* [Activity]: For the records below, report how many lines include the string "wooden", leaving out everything except the number.

═════ Record set ═════

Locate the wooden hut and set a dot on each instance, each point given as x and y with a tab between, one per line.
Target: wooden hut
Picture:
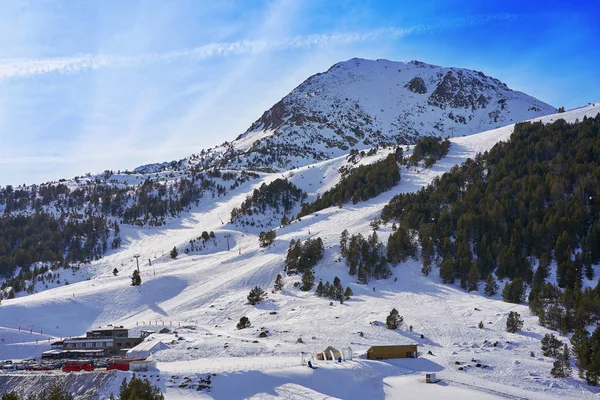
397	351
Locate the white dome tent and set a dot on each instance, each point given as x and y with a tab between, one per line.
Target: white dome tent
347	353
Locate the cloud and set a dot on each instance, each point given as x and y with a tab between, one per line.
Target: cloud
15	68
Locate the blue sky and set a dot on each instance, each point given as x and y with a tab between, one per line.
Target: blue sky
112	84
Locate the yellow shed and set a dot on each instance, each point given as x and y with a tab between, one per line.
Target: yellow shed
328	352
397	351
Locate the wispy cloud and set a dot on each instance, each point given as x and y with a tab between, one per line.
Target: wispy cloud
14	68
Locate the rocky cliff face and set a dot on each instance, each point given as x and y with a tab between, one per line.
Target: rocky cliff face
359	104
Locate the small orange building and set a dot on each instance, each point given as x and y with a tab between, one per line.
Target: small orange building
398	351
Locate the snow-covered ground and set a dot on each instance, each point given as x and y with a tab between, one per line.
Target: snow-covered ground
202	295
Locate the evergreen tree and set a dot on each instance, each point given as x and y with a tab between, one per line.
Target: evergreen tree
256	295
551	345
266	239
447	270
473	280
363	276
514	323
136	279
278	283
562	366
581	349
394	320
308	280
348	293
514	292
320	289
491	287
243	323
344	243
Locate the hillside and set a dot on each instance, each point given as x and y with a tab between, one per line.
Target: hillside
358	104
206	291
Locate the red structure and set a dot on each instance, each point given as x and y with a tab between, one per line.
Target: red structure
78	365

═════

* [Exercise result]: 2